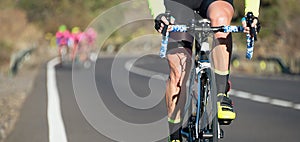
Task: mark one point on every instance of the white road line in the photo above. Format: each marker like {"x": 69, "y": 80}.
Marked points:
{"x": 240, "y": 94}
{"x": 281, "y": 103}
{"x": 56, "y": 126}
{"x": 259, "y": 98}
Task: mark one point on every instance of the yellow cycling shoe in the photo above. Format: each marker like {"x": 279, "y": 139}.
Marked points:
{"x": 225, "y": 110}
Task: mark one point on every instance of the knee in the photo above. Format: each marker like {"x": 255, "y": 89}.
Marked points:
{"x": 220, "y": 13}
{"x": 174, "y": 77}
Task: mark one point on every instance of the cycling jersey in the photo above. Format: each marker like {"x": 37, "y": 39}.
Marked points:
{"x": 62, "y": 38}
{"x": 157, "y": 6}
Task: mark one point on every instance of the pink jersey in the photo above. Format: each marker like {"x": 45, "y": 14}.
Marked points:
{"x": 76, "y": 37}
{"x": 62, "y": 38}
{"x": 90, "y": 36}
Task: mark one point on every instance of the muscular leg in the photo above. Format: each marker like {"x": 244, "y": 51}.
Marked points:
{"x": 179, "y": 64}
{"x": 220, "y": 13}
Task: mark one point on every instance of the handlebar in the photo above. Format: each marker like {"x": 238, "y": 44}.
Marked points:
{"x": 198, "y": 28}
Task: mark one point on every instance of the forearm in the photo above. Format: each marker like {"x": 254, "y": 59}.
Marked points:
{"x": 252, "y": 6}
{"x": 156, "y": 7}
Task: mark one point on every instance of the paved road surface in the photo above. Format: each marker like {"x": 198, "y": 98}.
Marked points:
{"x": 269, "y": 112}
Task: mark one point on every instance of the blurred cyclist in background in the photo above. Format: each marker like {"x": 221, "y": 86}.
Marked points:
{"x": 62, "y": 39}
{"x": 75, "y": 37}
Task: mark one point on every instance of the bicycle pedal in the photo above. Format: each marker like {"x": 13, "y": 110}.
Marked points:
{"x": 221, "y": 134}
{"x": 225, "y": 121}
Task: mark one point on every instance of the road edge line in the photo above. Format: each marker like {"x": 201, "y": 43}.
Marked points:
{"x": 57, "y": 132}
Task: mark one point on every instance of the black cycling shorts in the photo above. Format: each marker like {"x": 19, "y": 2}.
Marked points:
{"x": 184, "y": 11}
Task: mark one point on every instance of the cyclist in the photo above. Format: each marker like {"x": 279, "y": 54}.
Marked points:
{"x": 75, "y": 37}
{"x": 220, "y": 12}
{"x": 62, "y": 38}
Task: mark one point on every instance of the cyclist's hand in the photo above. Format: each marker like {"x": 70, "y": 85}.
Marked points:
{"x": 161, "y": 21}
{"x": 255, "y": 24}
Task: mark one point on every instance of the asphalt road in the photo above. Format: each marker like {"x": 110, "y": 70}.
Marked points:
{"x": 109, "y": 103}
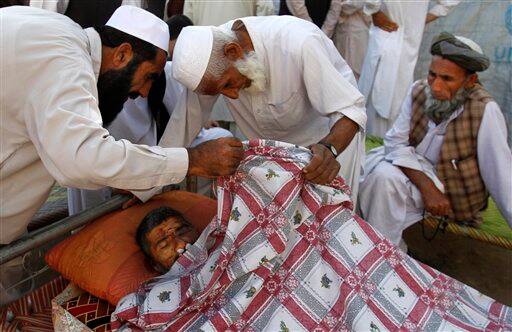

------------

#### Exercise objective
Reproduce exactly, and only, the part of the listing above that begins at the line with "Task: mark one point on every instance of the black" and goes on through the line with "Task: mark one point on every instance of the cyclist in".

#### Solution to this problem
Task: mark one point on every instance of the black cycling shorts in the photo above. Format: each marker like {"x": 19, "y": 2}.
Marked points:
{"x": 184, "y": 11}
Task: mark one point on every instance of the cyclist in the photo above. Format: each marker like {"x": 279, "y": 54}.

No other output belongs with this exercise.